Passage:
I'm sorry, was anyone crying to you, about anything?  By the way, thank you for standing up and speaking for so many who chose not to verbally attack us themselves. The silent majorty now have a voice, too bad it's a ranting crazy one.

I'll let Bruce and Vern individually address your comments to them.

Welcome to Milnet.ca.  Let me close by once again advising you to chill out and balance your tone, otherwise your time here may be nasty, brutish and short (that's a literary reference in case you didn't know it, given that you seem to be spending your time here on "permanent send" and may do so with the rest of your life as well.

Be well citizen.


----------



## Journeyman (15 Apr 2010)

Michael O'Leary said:
			
		

> ...otherwise your time here may be nasty, brutish and short


Oh, go on, throw in "solitary and poor" as well -- Tom would have wanted it that way  




...now is it "tin foil" or "tinfoil"?  ;D


----------



## Canuck1963 (15 Apr 2010)

Hey...O'Leary:

Put an egg in your shoe, and beat it.

Savvy?


----------



## Canuck1963 (15 Apr 2010)

uncle-midget-Oddball said:
			
		

> *
> My first impression. :*
> 
> "Canuck1963
> ...



Why?

When I read the kind of comments I got from this O'Leary-thingy....I think I pegged some of'em purdy accurately from the get-go.


----------



## Michael OLeary (15 Apr 2010)

Canuck1963 said:
			
		

> Hey...O'Leary:
> 
> Put an egg in your shoe, and beat it.
> 
> Savvy?



I'm sorry, I guess you don't like responses matching your own style of prose? I didn't think feelings were being considered here, starting with the first post.  Then again, perhaps I exist in a different reality, one actually shared by other people.


----------



## Michael OLeary (15 Apr 2010)

Canuck1963 said:
			
		

> Why?
> 
> When I read the kind of comments I got from this O'Leary-thingy....I think I pegged some of'em purdy accurately from the get-go.



So, now you're going to show me my posts that fit this imaginary profile of membership here that you have so liberally abused?

The only thing you've pegged is yourself, as an intenet poster so convinced of his own superiority that you have immediately attacked derision for your narrow-minded rantings.


----------



## Canuck1963 (15 Apr 2010)

Your responses were based on petty, stupid childish insults---nothing more.

ALL of MY comments are founded upon a reasoned response, and in the process of said response I called out some folks on the ignorant, clueless things they've said...point-by-point.

And the only people that you claim "share YOUR reality" are your fellow crack-pipe-smoking junkies that share your cardboard box on top of the Yonge/Dundas subway grate.

You are dismissed, I say. 

Get out of my office, and hand in your toothbrush to my adjutant on your way out the door.


----------



## Michael OLeary (15 Apr 2010)

LOL, you're a comedian right, just here to frig with me?


----------



## Canuck1963 (15 Apr 2010)

(_winks_)

Possibly....possibly......


----------



## Canuck1963 (15 Apr 2010)

Exercise directions:
Transcribe the forum thread word for word, starting with "Welcome to Milnet.ca.  Let" and going on through "Be well citizen.".

Information provided:
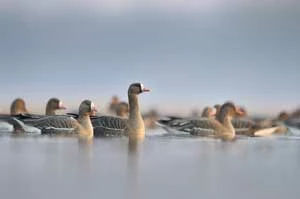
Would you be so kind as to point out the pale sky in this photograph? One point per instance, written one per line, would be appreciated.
(191, 53)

Solution:
Welcome to Milnet.ca.  Let me close by once again advising you to chill out and balance your tone, otherwise your time here may be nasty, brutish and short (that's a literary reference in case you didn't know it, given that you seem to be spending your time here on "permanent send" and may do so with the rest of your life as well.

Be well citizen.